> [Excerpted passage]:
---

Urinary tract abnormalities (33%) – this is most often a problem with the bladder not emptying properly, so that the person needs to empty often. This symptom may be confused or complicated by diabetes insipidus, so both need to be checked if a person with Wolfram syndrome is having frequent urination.

Neurological symptoms such as poor smell, poor balance, an awkward, unbalanced way of walking (ataxia) and central sleep apnea can occur. In addition, imaging of the brain reveals that people with Wolfram syndrome have smaller brainstem and cerebellum volumes and smaller optic nerves than those without Wolfram syndrome. These differences may increase over time.

Psychiatric and behavioral problems such as depression, Anxiety and Fatigue can occur in patients with Wolfram syndrome (26%). These symptoms may be related to the changes in the nervous system from Wolfram syndrome itself or to the psychological and quality of life burden caused by the effects of the disease.

Disordered sleep may be a problem and can be due to sleep apnea or to frequent waking to urinate.

Other problems that may occur:

Lowered production of testosterone (hypogonadism) in males (6%)

Gastrointestinal disorders (5%) – including constipation, trouble swallowing, choking, diarrhea.

Bilateral clouding of the lens of the eyes (cataracts) (1%)

Abnormal temperature regulation (e.g. overheating).

What are the causes for wolfram syndrome?

Wolfram syndrome is caused by mutations in the WFS1 (most common) or WFS2 (CISD2) gene that are inherited in an autosomal recessive pattern in most affected individuals, although dominant forms exist.

Recessive genetic disorders occur when an individual inherits two copies of an altered gene for the same trait, one from each parent. If an individual inherits one normal gene and one gene for the disease, the person will be a carrier for the disease but usually will not show symptoms. The risk for two carrier parents to both pass the altered gene and have an affected child is 25% with each pregnancy. The risk to have a child who is a carrier like the parents is 50% with each pregnancy. The chance for a child to receive normal genes from both parents is 25%. The risk is the same for males and females.

Parents who are close relatives (consanguineous) have a higher chance than unrelated parents to both carry the same altered gene, which increases the risk to have children with a recessive genetic disorder.

Dominant genetic disorders occur when only a single copy of an altered gene is necessary to cause a disease. The altered gene can be inherited from either parent or can be the result of a new mutation (gene change) in the affected individual. The risk of passing the altered gene from an affected parent to an offspring is 50% for each pregnancy. The risk is the same for males and females. In some individuals, the disorder is due to a spontaneous (de novo) gene mutation that occurs in the egg or sperm cell. In such situations, the disorder is not inherited from the parents.

---

> [Dataset extract]:
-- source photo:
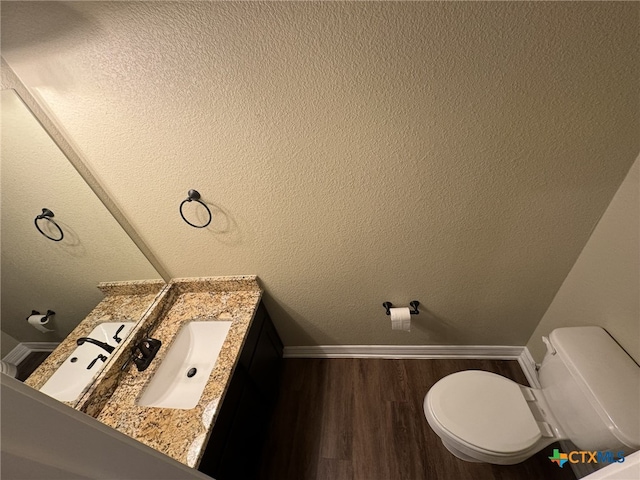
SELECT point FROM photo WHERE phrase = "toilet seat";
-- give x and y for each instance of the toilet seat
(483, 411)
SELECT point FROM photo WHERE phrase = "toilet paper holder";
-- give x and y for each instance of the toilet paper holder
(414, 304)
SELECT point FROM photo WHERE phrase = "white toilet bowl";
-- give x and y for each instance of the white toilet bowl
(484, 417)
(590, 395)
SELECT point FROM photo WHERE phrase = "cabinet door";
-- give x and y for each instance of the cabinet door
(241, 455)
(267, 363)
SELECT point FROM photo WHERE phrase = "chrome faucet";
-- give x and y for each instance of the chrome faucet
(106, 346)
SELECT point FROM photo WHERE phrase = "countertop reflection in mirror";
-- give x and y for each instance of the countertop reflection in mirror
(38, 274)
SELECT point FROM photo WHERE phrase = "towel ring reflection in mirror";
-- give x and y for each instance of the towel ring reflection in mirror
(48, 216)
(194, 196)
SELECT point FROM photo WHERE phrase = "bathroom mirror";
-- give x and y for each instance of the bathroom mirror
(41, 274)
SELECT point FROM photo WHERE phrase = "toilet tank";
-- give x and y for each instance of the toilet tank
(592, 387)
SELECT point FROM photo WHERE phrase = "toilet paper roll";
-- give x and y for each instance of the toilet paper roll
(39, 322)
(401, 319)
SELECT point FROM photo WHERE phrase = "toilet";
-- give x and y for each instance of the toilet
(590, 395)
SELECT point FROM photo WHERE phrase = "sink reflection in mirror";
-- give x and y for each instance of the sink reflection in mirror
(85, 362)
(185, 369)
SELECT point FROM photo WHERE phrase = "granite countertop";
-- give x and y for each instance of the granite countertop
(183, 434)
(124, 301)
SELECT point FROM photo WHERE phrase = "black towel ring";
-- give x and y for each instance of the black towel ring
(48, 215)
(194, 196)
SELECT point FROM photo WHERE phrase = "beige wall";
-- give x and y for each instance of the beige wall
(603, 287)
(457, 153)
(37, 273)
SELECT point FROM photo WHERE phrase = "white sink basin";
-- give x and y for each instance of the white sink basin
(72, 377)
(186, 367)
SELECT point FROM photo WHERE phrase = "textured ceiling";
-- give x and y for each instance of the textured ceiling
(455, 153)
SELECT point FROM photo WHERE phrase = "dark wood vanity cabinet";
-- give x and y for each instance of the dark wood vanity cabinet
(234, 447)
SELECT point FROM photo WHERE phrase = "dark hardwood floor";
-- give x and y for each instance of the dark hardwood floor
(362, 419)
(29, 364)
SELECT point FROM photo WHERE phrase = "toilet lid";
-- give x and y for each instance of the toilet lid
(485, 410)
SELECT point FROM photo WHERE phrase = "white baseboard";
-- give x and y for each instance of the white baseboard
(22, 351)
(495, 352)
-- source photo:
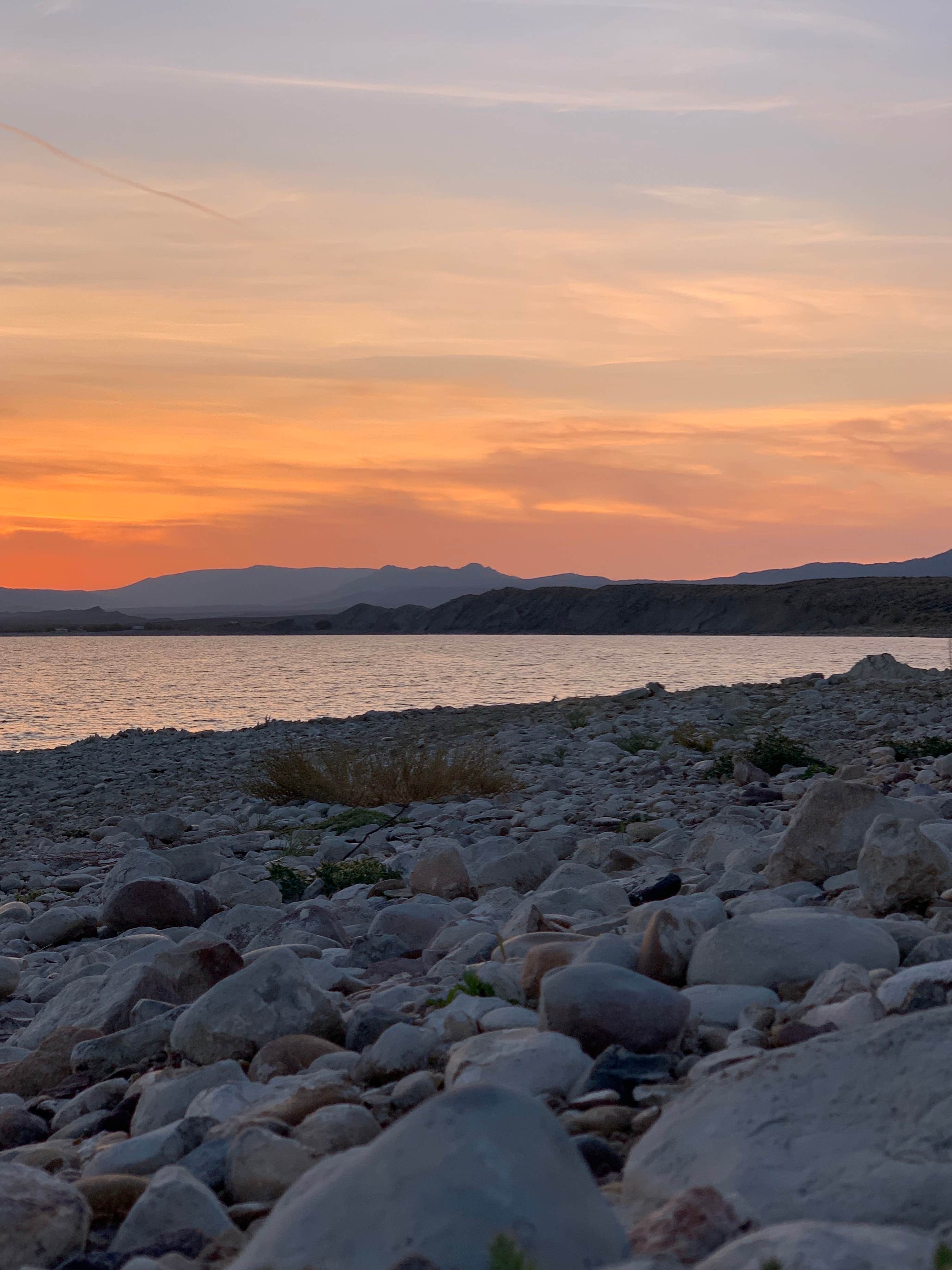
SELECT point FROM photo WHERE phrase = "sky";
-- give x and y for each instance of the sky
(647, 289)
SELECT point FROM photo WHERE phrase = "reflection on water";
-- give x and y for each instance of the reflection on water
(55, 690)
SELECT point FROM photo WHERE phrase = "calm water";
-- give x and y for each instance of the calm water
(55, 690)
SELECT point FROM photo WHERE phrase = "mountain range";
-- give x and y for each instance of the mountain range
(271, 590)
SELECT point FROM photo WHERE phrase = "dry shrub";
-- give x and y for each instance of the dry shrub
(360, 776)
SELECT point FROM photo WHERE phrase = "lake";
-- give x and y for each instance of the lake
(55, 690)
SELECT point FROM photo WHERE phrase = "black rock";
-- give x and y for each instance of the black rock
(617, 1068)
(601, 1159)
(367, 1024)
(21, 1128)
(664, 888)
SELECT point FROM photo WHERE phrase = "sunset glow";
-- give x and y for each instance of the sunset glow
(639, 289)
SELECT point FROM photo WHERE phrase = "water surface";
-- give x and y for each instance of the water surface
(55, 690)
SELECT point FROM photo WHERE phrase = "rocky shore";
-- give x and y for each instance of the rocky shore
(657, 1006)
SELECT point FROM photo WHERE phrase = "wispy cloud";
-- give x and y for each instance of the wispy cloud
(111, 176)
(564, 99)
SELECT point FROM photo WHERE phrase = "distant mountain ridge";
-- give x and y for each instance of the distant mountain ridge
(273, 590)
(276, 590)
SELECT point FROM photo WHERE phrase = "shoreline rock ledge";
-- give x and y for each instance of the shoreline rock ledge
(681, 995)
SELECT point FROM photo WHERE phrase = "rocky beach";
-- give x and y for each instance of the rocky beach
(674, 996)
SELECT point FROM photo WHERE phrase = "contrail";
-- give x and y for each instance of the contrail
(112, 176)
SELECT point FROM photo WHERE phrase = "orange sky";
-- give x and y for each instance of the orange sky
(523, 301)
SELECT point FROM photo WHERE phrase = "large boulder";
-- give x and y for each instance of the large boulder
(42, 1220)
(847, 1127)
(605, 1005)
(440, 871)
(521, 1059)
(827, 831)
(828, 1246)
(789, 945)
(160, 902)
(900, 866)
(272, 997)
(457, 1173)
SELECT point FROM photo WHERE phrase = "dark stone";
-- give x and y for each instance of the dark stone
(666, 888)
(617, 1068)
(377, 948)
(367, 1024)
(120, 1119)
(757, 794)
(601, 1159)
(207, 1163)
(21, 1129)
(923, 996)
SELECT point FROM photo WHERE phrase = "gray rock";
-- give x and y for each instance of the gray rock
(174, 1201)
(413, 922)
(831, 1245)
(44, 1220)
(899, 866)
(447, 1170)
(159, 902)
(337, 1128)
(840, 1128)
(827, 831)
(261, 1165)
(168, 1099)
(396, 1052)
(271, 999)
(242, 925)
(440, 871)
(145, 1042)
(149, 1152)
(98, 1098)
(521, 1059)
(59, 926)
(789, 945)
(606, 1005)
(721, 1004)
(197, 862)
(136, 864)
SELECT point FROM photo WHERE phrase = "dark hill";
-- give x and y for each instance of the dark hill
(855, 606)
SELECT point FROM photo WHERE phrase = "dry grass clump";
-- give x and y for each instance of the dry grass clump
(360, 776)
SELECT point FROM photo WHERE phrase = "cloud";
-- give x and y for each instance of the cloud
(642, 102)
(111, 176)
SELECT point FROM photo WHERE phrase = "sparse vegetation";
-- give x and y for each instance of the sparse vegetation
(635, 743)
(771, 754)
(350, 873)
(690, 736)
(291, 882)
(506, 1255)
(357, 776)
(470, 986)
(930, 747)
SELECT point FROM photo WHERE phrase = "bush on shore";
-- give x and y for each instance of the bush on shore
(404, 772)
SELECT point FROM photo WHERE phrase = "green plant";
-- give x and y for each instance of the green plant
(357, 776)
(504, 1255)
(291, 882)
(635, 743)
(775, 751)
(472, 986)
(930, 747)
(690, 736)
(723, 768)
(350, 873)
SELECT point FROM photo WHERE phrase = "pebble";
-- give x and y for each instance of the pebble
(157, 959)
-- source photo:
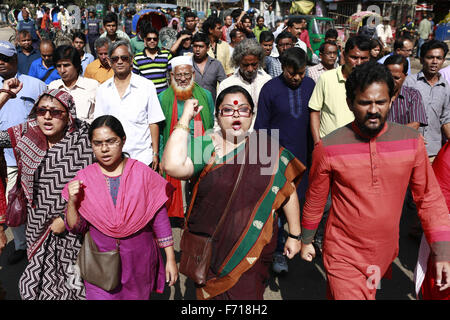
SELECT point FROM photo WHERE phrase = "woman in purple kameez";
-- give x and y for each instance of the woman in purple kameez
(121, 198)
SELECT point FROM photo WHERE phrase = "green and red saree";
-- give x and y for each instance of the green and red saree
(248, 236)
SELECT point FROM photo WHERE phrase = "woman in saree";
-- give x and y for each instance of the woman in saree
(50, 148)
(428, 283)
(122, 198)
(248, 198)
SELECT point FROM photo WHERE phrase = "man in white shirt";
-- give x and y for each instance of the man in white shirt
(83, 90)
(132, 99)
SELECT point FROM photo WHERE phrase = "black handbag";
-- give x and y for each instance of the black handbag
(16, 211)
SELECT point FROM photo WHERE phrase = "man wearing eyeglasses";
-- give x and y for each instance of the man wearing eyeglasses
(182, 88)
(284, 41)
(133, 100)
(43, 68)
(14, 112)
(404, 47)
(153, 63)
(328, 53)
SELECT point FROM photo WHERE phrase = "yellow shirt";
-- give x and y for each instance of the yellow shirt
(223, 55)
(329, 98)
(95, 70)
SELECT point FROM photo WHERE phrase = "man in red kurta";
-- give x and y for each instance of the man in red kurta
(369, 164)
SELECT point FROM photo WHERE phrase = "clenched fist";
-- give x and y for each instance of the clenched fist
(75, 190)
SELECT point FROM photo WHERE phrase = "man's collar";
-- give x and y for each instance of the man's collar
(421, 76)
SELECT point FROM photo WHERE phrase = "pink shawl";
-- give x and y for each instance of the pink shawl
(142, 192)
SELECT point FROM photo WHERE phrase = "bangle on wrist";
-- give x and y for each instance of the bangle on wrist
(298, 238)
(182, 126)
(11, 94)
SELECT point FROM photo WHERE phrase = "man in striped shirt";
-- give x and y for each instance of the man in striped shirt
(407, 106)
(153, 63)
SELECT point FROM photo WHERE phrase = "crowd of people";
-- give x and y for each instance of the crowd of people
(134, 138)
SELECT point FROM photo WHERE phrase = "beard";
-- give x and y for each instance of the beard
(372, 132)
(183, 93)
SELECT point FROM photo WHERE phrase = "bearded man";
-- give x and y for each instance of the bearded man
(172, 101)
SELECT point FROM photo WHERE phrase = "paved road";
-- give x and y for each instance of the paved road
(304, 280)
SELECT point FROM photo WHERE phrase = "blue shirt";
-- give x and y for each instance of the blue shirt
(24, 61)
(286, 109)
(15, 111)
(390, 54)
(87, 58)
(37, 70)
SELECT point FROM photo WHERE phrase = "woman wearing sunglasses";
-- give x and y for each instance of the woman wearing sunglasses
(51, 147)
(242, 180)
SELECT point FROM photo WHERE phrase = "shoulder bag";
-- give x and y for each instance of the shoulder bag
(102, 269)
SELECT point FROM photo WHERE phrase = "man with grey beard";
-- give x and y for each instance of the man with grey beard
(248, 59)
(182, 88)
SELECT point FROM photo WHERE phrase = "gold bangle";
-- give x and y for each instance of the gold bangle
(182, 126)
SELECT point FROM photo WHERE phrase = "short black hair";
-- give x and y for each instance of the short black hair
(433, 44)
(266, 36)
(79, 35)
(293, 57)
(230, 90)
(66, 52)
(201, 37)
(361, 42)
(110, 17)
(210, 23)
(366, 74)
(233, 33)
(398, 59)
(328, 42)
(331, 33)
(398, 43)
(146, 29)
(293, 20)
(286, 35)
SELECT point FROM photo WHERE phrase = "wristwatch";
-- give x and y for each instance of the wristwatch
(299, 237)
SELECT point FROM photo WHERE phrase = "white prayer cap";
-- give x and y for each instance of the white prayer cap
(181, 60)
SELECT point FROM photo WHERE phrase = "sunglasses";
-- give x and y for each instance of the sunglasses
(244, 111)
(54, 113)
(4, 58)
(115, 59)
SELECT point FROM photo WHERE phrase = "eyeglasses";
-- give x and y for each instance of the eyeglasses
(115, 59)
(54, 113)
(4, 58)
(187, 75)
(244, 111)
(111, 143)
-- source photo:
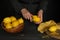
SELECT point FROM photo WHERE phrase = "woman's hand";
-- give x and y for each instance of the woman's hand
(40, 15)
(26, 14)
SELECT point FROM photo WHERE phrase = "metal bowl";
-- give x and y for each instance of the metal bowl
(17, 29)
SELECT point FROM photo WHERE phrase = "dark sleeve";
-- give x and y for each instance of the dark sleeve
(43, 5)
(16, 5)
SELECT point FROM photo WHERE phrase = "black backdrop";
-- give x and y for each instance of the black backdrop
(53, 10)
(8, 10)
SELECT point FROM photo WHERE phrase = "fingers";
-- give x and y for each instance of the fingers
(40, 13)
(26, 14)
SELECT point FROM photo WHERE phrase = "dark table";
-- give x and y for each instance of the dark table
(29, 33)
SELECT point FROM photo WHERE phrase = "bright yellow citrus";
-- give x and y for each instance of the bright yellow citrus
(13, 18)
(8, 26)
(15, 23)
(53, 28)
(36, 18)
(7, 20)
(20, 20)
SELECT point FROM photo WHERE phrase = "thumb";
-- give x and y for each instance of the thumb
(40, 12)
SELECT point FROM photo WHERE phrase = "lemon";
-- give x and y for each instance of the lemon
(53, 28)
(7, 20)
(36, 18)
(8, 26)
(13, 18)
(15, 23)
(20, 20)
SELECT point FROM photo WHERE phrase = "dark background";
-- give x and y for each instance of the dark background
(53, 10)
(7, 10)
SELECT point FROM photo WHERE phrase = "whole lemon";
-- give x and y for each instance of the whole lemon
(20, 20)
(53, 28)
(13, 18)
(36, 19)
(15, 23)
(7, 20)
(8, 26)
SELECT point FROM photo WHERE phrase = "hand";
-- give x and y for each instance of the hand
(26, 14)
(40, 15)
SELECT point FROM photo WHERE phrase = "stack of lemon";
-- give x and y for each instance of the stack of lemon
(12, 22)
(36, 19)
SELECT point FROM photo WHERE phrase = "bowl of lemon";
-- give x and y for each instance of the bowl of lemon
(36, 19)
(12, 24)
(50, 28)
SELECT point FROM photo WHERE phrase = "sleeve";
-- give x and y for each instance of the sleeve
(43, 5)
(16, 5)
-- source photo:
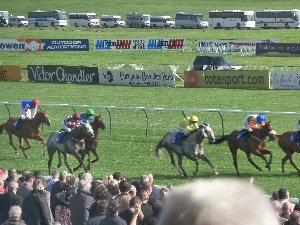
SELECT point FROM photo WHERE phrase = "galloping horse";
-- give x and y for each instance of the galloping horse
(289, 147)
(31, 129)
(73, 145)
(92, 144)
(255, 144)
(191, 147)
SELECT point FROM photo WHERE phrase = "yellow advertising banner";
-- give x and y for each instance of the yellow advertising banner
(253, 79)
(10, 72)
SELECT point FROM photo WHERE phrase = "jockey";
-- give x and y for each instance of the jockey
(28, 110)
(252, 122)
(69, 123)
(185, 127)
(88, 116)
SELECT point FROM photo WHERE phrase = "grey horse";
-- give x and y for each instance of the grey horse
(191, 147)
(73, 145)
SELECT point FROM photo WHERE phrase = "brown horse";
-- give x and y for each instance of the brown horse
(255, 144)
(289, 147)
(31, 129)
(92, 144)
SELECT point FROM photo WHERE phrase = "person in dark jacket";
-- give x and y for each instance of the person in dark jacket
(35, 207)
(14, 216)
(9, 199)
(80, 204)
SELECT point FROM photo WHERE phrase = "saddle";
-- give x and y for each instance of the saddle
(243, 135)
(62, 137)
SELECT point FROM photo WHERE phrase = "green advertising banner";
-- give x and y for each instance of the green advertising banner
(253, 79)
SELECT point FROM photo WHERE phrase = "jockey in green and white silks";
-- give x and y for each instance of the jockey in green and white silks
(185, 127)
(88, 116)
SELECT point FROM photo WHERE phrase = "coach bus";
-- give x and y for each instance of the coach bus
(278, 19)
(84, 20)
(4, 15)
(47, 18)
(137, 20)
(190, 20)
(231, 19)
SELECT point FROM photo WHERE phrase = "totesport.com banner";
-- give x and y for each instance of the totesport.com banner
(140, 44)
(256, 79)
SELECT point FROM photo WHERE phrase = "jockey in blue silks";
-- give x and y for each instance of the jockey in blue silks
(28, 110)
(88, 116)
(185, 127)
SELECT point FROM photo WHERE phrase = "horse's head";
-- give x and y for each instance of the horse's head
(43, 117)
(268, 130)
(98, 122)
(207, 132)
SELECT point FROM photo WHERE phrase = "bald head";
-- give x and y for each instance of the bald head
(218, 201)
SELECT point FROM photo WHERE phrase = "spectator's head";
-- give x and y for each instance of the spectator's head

---

> [Work to be completed]:
Answer these questions from the Wolfram syndrome passage:
1. What percentage of patients with Wolfram syndrome have psychiatric and behavioral problems?
2. Mutations in which genes cause Wolfram syndrome?
3. When both parents are carriers, what is the risk with each pregnancy of having a child who is a carrier?

> [Reply to the exercise]:
1. 26%
2. WFS1 (most common) or WFS2 (CISD2)
3. 50%